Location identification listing
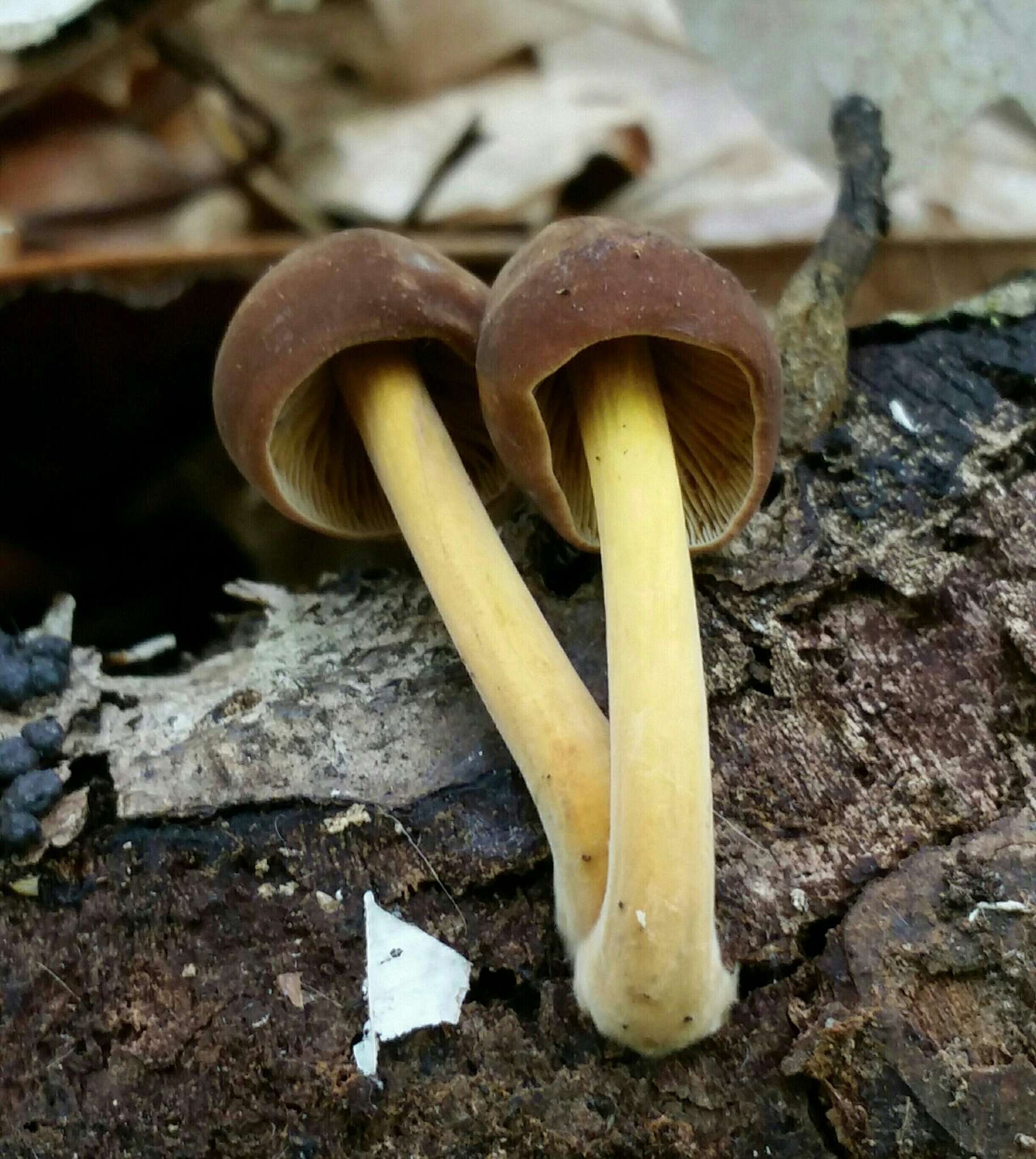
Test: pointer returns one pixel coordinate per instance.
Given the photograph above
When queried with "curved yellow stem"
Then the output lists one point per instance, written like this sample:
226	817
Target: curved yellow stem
649	973
555	732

● WHAT IS NEEDED
Copy the listing above line for line, keeping every character unchanged. Leave out the pictures.

● RESPONSE
Test: pointer returns one pixel coordinate per instance.
Given the photograph above
When queried with "curved yellow stem"
Then the output lists one point per instance, written like this sample:
226	817
Target: curved yellow stem
649	973
555	732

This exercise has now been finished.